§ What you should do
Reproduce everything from the line containing "Please segment every instance of the lithuanian" down to the line containing "[[[139,45],[138,37],[113,0],[102,0],[95,27],[113,34],[120,44]]]", requests included, and shift every x and y coordinate in the answer outlines by adding 18. Return only those lines.

Region annotation entries

____

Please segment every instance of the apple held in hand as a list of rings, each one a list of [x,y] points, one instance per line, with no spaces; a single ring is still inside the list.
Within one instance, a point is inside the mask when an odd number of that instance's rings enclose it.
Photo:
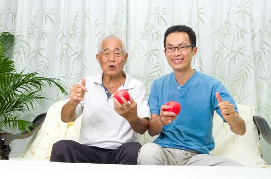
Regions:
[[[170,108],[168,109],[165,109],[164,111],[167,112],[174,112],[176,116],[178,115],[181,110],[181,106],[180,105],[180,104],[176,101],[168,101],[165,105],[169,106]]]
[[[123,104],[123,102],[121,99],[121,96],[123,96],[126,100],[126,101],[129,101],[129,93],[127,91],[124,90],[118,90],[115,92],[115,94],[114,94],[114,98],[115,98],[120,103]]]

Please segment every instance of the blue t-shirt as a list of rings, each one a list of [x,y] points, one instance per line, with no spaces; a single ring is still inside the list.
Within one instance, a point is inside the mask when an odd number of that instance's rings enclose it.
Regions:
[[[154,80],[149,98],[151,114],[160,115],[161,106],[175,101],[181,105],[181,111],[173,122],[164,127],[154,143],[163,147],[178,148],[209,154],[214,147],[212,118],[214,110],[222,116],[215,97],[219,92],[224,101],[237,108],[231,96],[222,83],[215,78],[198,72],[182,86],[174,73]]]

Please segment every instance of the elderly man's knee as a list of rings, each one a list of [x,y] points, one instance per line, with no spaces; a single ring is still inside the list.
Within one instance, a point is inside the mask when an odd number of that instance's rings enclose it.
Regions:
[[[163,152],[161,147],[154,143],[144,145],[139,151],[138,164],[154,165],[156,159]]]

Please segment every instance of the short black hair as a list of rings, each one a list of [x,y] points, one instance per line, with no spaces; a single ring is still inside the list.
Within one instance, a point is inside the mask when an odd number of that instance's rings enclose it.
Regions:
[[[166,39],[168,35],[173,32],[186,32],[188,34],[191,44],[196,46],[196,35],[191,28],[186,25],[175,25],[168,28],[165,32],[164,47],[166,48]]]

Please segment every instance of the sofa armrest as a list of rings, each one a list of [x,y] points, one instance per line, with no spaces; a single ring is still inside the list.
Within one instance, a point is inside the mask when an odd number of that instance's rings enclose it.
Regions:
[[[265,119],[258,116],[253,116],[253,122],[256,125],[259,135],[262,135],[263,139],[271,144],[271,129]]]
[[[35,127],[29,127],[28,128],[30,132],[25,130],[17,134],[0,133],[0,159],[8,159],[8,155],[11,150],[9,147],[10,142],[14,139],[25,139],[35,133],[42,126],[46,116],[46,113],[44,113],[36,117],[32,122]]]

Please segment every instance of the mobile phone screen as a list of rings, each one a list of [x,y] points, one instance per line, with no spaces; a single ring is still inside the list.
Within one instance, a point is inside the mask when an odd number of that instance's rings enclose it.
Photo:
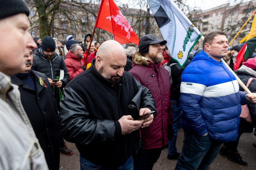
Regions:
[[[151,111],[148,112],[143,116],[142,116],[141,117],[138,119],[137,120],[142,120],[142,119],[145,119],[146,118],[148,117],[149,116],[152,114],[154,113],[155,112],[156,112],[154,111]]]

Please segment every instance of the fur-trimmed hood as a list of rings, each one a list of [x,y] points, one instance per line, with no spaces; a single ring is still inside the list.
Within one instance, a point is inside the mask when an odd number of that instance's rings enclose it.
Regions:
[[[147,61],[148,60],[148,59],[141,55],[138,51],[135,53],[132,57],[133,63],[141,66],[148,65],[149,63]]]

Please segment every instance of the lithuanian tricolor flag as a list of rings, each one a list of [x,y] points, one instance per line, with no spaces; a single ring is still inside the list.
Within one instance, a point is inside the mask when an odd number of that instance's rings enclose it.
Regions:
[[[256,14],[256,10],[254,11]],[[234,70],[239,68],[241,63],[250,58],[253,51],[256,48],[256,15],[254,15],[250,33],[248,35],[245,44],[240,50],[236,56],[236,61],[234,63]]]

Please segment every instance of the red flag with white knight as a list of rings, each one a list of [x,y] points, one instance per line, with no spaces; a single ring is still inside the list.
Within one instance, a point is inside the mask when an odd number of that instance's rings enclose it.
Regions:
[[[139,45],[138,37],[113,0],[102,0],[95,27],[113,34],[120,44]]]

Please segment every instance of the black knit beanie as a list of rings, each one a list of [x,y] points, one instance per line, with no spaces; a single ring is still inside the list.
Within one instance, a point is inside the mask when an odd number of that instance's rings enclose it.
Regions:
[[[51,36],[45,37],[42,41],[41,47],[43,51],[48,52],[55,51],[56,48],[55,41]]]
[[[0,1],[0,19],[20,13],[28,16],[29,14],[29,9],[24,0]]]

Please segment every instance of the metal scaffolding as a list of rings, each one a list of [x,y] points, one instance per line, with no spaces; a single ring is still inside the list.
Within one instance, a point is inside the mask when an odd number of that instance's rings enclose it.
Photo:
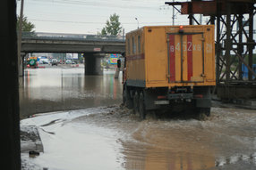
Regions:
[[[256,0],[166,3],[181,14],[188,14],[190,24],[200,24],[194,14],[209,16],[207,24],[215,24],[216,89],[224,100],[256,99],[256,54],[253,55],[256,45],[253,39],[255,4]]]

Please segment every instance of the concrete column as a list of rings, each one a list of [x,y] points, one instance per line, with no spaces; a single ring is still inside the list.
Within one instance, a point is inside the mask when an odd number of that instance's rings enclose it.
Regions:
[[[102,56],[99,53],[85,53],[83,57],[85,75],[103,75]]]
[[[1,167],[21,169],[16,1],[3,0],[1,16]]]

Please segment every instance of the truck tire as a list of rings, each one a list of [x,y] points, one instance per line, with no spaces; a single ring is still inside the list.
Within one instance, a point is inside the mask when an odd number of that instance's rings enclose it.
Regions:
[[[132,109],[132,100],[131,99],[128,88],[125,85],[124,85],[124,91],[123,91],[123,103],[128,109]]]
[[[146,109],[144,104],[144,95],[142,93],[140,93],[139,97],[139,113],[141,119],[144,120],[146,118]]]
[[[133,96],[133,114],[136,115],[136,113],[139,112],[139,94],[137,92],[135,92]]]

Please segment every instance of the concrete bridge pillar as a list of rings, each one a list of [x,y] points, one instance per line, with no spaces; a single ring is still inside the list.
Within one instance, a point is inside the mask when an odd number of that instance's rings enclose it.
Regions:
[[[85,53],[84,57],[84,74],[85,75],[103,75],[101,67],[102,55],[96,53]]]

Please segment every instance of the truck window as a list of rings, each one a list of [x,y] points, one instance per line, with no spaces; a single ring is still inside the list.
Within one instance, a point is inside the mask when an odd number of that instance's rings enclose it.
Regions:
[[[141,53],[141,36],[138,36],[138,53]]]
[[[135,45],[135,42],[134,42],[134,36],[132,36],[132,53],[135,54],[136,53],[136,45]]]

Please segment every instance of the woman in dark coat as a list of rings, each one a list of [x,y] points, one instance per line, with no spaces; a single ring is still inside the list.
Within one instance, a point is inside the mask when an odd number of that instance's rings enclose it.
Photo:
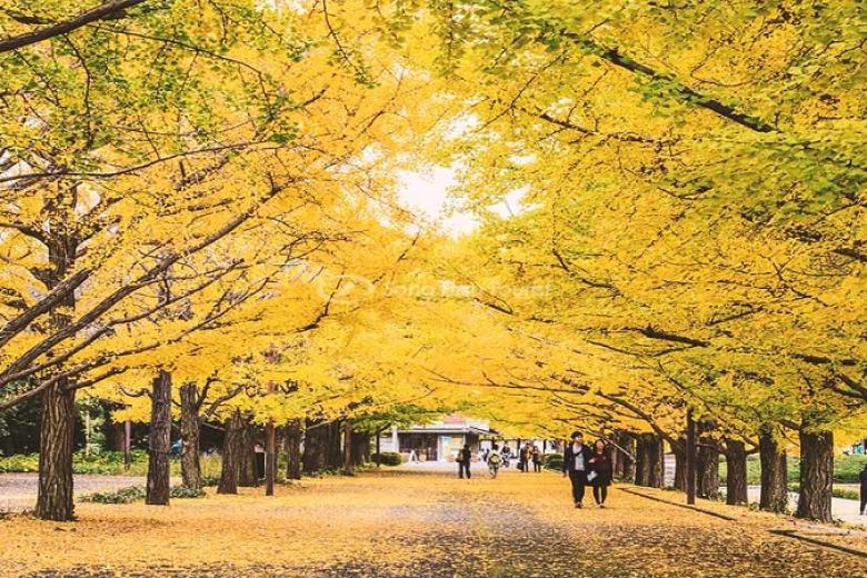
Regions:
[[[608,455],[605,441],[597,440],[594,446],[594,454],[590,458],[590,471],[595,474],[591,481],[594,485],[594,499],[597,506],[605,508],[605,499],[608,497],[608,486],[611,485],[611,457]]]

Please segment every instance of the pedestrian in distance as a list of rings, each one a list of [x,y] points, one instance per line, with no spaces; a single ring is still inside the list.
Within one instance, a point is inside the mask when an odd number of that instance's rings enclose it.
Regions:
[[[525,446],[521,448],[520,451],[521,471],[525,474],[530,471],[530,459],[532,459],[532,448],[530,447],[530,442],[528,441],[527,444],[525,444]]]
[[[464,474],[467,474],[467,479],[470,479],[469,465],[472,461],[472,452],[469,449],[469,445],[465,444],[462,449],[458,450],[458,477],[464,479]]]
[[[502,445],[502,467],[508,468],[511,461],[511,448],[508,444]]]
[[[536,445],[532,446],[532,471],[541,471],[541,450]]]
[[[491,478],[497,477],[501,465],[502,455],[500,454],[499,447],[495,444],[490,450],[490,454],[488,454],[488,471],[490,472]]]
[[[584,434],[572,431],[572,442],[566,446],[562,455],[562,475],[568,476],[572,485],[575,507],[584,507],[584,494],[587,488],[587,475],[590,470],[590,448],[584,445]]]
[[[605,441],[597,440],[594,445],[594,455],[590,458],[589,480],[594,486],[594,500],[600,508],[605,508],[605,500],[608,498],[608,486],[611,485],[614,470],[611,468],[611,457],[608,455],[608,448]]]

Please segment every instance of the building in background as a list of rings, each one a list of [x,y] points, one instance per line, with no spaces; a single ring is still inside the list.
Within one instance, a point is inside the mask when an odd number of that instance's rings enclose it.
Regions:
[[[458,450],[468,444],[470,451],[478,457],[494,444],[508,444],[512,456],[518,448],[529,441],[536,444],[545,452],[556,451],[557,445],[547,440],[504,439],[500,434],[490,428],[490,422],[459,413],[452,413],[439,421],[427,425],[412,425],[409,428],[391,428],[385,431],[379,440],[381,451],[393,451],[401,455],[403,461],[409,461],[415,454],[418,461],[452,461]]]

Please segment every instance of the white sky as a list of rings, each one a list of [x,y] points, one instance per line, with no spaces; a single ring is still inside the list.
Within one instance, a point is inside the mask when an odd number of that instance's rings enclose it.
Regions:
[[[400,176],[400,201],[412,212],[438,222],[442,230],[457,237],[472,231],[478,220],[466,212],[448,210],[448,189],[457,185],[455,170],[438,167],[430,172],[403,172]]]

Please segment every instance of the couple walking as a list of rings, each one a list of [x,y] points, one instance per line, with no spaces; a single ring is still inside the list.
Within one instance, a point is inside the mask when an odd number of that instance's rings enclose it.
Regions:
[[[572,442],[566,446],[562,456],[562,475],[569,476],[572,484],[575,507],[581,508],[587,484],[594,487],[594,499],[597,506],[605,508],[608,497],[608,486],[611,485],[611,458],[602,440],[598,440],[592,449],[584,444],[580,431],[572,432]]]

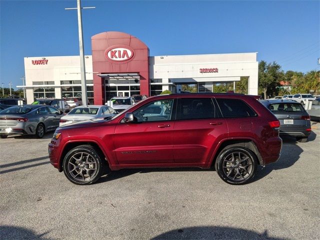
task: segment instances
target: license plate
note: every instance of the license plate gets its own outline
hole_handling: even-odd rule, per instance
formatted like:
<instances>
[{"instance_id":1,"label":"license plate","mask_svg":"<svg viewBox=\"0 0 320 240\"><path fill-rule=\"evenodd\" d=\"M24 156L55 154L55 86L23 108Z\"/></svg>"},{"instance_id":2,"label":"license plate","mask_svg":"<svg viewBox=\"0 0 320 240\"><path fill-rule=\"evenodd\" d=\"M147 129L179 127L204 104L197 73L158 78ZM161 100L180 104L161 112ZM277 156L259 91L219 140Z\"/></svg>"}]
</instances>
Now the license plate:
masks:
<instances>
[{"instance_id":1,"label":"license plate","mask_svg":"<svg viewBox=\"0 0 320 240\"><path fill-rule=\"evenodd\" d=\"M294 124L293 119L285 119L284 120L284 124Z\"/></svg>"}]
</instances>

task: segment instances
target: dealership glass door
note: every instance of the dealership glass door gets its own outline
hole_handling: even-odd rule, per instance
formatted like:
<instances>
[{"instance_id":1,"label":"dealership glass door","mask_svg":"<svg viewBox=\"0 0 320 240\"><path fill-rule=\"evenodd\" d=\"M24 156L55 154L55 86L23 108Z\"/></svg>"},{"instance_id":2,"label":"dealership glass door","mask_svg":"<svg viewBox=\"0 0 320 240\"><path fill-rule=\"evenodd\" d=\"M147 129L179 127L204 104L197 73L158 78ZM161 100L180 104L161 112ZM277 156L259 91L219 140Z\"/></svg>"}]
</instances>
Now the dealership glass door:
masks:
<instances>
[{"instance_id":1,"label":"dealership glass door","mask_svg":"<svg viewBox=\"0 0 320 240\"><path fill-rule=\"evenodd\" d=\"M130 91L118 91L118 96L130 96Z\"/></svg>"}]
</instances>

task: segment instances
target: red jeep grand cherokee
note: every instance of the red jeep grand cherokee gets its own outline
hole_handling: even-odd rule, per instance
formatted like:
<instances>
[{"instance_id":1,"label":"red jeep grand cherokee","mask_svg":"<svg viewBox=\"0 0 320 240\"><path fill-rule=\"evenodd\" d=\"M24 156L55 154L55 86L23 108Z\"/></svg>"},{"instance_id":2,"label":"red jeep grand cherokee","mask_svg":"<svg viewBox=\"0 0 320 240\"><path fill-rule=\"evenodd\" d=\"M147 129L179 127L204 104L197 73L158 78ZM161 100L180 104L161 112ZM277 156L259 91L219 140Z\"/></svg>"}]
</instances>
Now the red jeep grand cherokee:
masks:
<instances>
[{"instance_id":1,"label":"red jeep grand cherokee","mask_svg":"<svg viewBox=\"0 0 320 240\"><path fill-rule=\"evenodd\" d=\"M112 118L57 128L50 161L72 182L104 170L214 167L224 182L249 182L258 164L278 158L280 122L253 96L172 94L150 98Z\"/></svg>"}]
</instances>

____

§ Response to this exercise
Please segment every instance of the lithuanian tricolor flag as a list of rings, each one a list of [x,y] points, one instance per line, with no spaces; a single ring is still inside the list.
Within one instance, a point is inside the mask when an odd number of that instance's rings enclose it.
Regions:
[[[274,32],[274,28],[272,29]],[[252,88],[257,86],[259,81],[268,76],[271,69],[274,66],[274,33],[272,33],[268,51],[266,53],[263,62],[258,68],[254,74],[254,79],[252,81]]]

Please segment every instance of the red flag with white knight as a list of rings, each one a list of [x,y] points, one instance per line, with no spaces; a single ring is still inside the list.
Within one instance, a point is inside the mask when an odd number of that instance's rings enclose it.
Regions:
[[[157,63],[156,55],[131,18],[120,18],[113,45],[131,52],[138,62]]]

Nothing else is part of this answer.